**WHAT THIS TASK INVOLVES**
Repeat the listing below word for word, keeping every line unchanged.

**RECORD EXTRACTS**
----------------------------------------

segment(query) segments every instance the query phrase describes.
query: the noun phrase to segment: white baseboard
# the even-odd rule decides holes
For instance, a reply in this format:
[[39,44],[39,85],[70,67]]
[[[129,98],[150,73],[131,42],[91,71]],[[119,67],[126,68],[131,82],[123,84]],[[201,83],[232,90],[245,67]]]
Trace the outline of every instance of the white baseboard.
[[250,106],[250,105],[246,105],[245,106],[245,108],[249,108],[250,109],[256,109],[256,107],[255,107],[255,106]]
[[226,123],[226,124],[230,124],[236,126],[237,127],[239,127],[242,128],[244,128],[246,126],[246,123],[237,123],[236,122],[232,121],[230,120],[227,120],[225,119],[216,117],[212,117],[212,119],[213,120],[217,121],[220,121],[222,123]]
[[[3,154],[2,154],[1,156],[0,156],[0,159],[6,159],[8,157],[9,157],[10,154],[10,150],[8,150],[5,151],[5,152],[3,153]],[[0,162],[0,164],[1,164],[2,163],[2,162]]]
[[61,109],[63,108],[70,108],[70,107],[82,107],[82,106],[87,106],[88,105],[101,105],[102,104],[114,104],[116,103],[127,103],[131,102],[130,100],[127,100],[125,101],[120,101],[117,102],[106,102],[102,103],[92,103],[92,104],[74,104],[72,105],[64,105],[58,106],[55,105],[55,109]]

----------------------------------------

**FINISHED TASK**
segment(query) segments every instance the query phrase describes.
query: the noun phrase to segment: white baseboard
# the even-odd rule decides holes
For instance, a reply in this format:
[[39,44],[39,85],[70,67]]
[[[129,98],[150,73],[131,42],[91,71]],[[119,67],[126,68],[131,82],[123,84]],[[201,83],[232,90],[245,67]]]
Trace the outline of every instance of the white baseboard.
[[250,106],[250,105],[246,105],[245,106],[245,108],[249,108],[250,109],[256,109],[256,107],[255,107],[255,106]]
[[226,123],[226,124],[230,124],[236,126],[237,127],[239,127],[242,128],[244,128],[246,126],[246,123],[237,123],[236,122],[232,121],[230,120],[227,120],[225,119],[216,117],[212,117],[212,119],[213,120],[217,121],[220,121],[222,123]]
[[[3,154],[2,154],[1,156],[0,156],[0,159],[6,159],[8,157],[9,157],[10,154],[10,150],[8,150],[5,151],[5,152],[3,153]],[[0,162],[0,164],[1,164],[2,163],[2,162]]]
[[61,109],[63,108],[70,108],[70,107],[82,107],[82,106],[87,106],[88,105],[101,105],[102,104],[114,104],[116,103],[127,103],[131,102],[130,100],[127,100],[125,101],[120,101],[117,102],[106,102],[102,103],[92,103],[92,104],[74,104],[72,105],[64,105],[58,106],[55,105],[55,109]]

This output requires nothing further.